## Document excerpt:
* * *
I had a sweet dad and a dreadful mother. Saul didn’t protect me from her, but he stood up for me in other ways. He drove me to my black boyfriend’s house and then drove us around when Pittsburgh was too segregated for us, at 15 or so, to be open about being together, and he let us kiss in the backseat. Unlike my mother, he accepted my girl lover the next year and my lesbianism the rest of his life. In fact, we used to armchair cruise the passing women when we were hanging out together somewhere public. He was a brilliant dancer and in later years we used to lead the women at the elders’ tea dances side by side.
I used to look just like my dad – I have his beautiful eyes – and I loved that. But as I age, I look more and more like my nasty mother and that freaks me out. I see my hands and arms turning into hers – despite how much I loved my dad’s muscular forearms and veined hands.
For the last year I have been having terrible trouble with my feet and ankles. The result is that I can walk less and less and in fact at this point even a block or two does me in. I can’t stand in one place for more than a couple of minutes, which generally prevents me from attending dance lessons. I’ve seen six medical people, received six diagnoses, and been subjected to six failed treatments. Only one of these people has ever followed up to see how I’m doing after their failures. Combine that with a knee they say needs replacing, but which I can’t replace until a solution to my feet problem works, and you can understand why I am now the owner of two canes and one disability parking placard for my car. I am learning how to stay in the game of my beloved West Coast Swing, by perfecting a way to lead without really dancing, without really moving.
My dad died in 2004 and my mother three years later. I had three days in Pittsburgh to clear out their apartment and I took big garbage bags and emptied their file cabinets into the bags and threw them out. I had a charity come get all the other stuff. I made up two boxes of papers I noticed while dumping the rest that I thought I’d want and I sent those boxes home to Boston, where they have remained unopened.
This week I opened one of the boxes. First, I found a folder of interesting papers from my dad’s service during WWII. Underneath that was a manila envelope full of funeral stuff and obits. And then an astonishing two-page official-looking letter from 1996 turned up. It was from a vascular specialist physician to another physician, apparently my dad’s primary care person. It is titled “Saul Katz” and it describes him as a 78-year-old dancer with mysterious feet and ankle problems (the doctor calls them “interesting symptoms”) that the original doctor couldn’t figure out. The Dr. describes Saul as “overweight, awake, alert, and oriented” – which fits me too.
The vascular specialist did a complicated work-up on my dad but could not figure out the problem. He observes that the pain comes from walking or standing but that Saul, like me, is pretty much without pain while sitting. He writes: “I don’t have a perfect handle on this,” and goes on to make multiple speculations. In the end he says, “I’m sorry that I can’t give a definitive answer.” Nor have any of the six medical people I’ve seen. What a disappointment that medicine does not seem to have progressed around feet since the 90s.
I always thought that my love of dance was a reflection of my dad’s influence – and my commitment to leading exclusively as well. I am freaked that I have inherited this mystery disability as part of the genetic package. I am my father in so many ways, but at least I haven’t gone bald. Yet.
I write this at night, just as Father’s Day is ending.
* * *
## Given data:

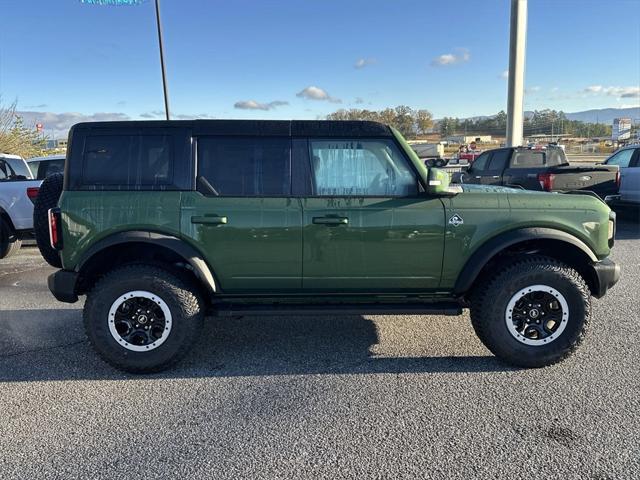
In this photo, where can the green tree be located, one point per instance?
(15, 138)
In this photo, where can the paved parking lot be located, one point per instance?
(333, 397)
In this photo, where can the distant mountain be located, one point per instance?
(602, 115)
(605, 115)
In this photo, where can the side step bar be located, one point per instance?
(441, 308)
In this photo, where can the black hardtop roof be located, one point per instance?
(307, 128)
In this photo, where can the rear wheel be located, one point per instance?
(9, 244)
(141, 318)
(533, 313)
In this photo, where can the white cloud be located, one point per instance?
(445, 59)
(363, 62)
(253, 105)
(316, 93)
(620, 92)
(57, 125)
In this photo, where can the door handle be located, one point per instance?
(210, 220)
(331, 220)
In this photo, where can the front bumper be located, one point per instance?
(62, 285)
(607, 275)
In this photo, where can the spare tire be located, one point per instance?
(47, 198)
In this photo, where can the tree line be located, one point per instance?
(412, 123)
(405, 119)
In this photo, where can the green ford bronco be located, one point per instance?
(162, 223)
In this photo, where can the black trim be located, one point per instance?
(495, 245)
(607, 275)
(426, 308)
(62, 285)
(186, 251)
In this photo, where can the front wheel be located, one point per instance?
(533, 313)
(142, 319)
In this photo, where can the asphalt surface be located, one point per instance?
(324, 397)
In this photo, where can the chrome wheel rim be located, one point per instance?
(140, 321)
(537, 315)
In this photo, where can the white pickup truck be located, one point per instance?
(17, 190)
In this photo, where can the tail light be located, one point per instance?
(546, 181)
(32, 193)
(55, 228)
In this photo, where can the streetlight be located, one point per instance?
(160, 42)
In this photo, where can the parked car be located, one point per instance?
(538, 169)
(17, 187)
(42, 167)
(627, 159)
(160, 222)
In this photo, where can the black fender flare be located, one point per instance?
(495, 245)
(178, 246)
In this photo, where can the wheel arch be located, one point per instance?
(548, 241)
(143, 246)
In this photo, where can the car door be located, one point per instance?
(630, 180)
(366, 226)
(242, 215)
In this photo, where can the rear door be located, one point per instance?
(367, 227)
(242, 215)
(630, 180)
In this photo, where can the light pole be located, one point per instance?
(517, 49)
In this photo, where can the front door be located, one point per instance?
(367, 228)
(242, 215)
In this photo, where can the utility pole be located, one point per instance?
(164, 73)
(517, 49)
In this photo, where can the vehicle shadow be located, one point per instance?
(249, 346)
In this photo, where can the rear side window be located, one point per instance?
(528, 159)
(363, 167)
(128, 161)
(499, 160)
(622, 158)
(244, 166)
(45, 168)
(13, 169)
* * *
## Exercises to complete:
1. In the Father's Day essay, change "dad" to "father" and give the part from "I always thought" to "gone bald. Yet." again.
2. In the Father's Day essay, what year is on the vascular specialist's letter about Saul?

## Outputs for the tasks:
1.
I always thought that my love of dance was a reflection of my father’s influence – and my commitment to leading exclusively as well. I am freaked that I have inherited this mystery disability as part of the genetic package. I am my father in so many ways, but at least I haven’t gone bald. Yet.

2. 1996